→ **GIVEN INSTRUCTION**
Retype every entry exactly, character for character.

━━━━

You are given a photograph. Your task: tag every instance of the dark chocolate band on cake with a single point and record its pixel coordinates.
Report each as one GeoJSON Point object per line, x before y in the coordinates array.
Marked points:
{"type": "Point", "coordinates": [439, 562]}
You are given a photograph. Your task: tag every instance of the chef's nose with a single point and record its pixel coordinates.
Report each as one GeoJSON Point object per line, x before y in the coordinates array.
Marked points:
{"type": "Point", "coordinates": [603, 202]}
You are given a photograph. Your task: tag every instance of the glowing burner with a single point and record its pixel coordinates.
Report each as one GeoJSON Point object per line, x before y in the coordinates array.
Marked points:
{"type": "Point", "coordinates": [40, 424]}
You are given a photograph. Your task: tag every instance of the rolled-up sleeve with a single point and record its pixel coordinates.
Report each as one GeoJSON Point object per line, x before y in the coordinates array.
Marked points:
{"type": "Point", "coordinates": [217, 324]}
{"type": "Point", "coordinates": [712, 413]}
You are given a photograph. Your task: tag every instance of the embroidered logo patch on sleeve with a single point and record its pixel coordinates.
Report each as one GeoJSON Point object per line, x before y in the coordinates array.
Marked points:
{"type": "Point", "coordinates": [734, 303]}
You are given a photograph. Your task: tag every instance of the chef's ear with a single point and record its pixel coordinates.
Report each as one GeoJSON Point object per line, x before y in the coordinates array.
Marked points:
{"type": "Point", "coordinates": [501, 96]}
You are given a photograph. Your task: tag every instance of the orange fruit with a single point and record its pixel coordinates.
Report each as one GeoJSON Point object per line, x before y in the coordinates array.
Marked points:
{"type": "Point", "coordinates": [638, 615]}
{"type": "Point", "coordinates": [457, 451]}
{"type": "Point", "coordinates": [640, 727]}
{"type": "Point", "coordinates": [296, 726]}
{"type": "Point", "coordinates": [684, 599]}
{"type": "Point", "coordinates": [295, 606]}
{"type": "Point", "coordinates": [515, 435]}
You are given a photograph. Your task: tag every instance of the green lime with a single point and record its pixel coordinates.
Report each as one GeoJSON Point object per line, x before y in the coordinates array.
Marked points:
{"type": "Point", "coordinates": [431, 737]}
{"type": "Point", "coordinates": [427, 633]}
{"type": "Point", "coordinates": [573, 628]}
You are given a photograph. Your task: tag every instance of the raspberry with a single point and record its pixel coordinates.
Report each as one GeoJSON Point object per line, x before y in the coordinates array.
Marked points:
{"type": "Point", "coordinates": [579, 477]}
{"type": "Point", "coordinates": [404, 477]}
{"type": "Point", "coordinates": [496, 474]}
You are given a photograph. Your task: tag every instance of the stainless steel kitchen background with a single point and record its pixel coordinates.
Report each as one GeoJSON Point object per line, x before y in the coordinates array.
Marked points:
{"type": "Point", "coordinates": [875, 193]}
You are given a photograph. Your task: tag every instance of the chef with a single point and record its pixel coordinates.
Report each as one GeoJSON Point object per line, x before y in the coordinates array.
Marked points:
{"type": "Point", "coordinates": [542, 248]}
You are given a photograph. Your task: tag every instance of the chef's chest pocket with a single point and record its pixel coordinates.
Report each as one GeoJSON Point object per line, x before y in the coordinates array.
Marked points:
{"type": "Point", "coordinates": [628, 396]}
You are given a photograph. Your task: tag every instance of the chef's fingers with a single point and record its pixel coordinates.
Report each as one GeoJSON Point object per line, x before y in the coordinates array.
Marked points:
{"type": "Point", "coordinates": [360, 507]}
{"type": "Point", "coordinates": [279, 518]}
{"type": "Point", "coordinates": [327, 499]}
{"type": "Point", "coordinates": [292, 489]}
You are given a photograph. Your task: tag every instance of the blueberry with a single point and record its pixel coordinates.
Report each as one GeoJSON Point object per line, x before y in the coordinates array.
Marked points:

━━━━

→ **RESULT OF THIS TASK**
You are given a photograph. Your task: tag every instance of the dark chocolate band on cake with a single point and record its pixel coordinates.
Report each as one GeoJSON Point object per line, x before y in the coordinates array.
Marked points:
{"type": "Point", "coordinates": [439, 562]}
You are given a photograph. Your task: tag every instance of the chef's nose with a single point and record its pixel coordinates.
Report each as one GeoJSON Point object per line, x before y in the coordinates array.
Marked points:
{"type": "Point", "coordinates": [603, 202]}
You are given a photograph. Your task: tag every instance of the glowing burner with a single point and record its pixel coordinates.
Report each as one GeoJSON Point object per line, x before y in the coordinates array.
Marked points:
{"type": "Point", "coordinates": [40, 424]}
You are given a photograph. Your task: tag every instance of the rolled-up sleeve with a single point and record its pixel coordinates.
Report each as one GeoJSON Point object per line, x before y in the coordinates array.
Marked points:
{"type": "Point", "coordinates": [217, 324]}
{"type": "Point", "coordinates": [712, 413]}
You are given a photograph. Your task: tag every instance of the embroidered logo patch on sleeve with a single point and record its pixel coordinates.
Report each as one GeoJSON Point object per line, x before y in the coordinates array.
Marked points:
{"type": "Point", "coordinates": [734, 303]}
You are given a photograph. Your task: tag every instance of the chef's ear with a single point and record its pixel coordinates.
Report each as one GeoJSON Point object per line, x before y in the coordinates array.
Marked points:
{"type": "Point", "coordinates": [501, 96]}
You are given a photograph. Your task: tag every instance of the orange fruit with a single point and record its pixel coordinates.
Report each as one GeoJSON Point object per line, x before y in the coordinates array.
Marked points:
{"type": "Point", "coordinates": [638, 615]}
{"type": "Point", "coordinates": [457, 451]}
{"type": "Point", "coordinates": [640, 727]}
{"type": "Point", "coordinates": [296, 726]}
{"type": "Point", "coordinates": [684, 599]}
{"type": "Point", "coordinates": [295, 606]}
{"type": "Point", "coordinates": [515, 435]}
You are given a photograph. Your task: tag every instance of the green lime with a single point and record its pixel coordinates.
Report each as one GeoJSON Point object per line, x before y in the coordinates array.
Marked points:
{"type": "Point", "coordinates": [431, 737]}
{"type": "Point", "coordinates": [427, 633]}
{"type": "Point", "coordinates": [573, 628]}
You are given a photograph. Your task: tag every instance of the raspberry with a single point and record its pixel coordinates.
Report each as one GeoJSON Point object per line, x before y in the coordinates array.
Marked points:
{"type": "Point", "coordinates": [579, 477]}
{"type": "Point", "coordinates": [404, 477]}
{"type": "Point", "coordinates": [496, 474]}
You are given a photograph. Your task: tag every instance of the stainless steel kitchen background with a single point and record its pixel coordinates.
Report each as one GeoJSON Point object per line, x before y in the coordinates array.
Marked points:
{"type": "Point", "coordinates": [875, 193]}
You are given a photograph. Your task: tag every instance of the chef with a single point and record its pixel coordinates.
Report each as one GeoJSON Point object per line, x before y in the coordinates array.
Marked points:
{"type": "Point", "coordinates": [542, 248]}
You are given a photograph. Your task: tag every instance of the chef's chest pocket with a single point and record its pixel coordinates.
Report each as one GeoJSON Point object per line, x before y in the coordinates array.
Marked points:
{"type": "Point", "coordinates": [628, 396]}
You are given a photograph. Your task: tag every instance of the chef's fingers with a single point and record its pixel coordinates.
Report each as one GeoJSON Point object per line, x before y in the coordinates array.
Marked points:
{"type": "Point", "coordinates": [360, 507]}
{"type": "Point", "coordinates": [279, 518]}
{"type": "Point", "coordinates": [327, 499]}
{"type": "Point", "coordinates": [292, 489]}
You are given a photograph. Your task: tag every instance of the blueberry with a single point and record its pixel coordinates.
Report each as one GeoJSON Point object per line, x before y in the coordinates array.
Marked points:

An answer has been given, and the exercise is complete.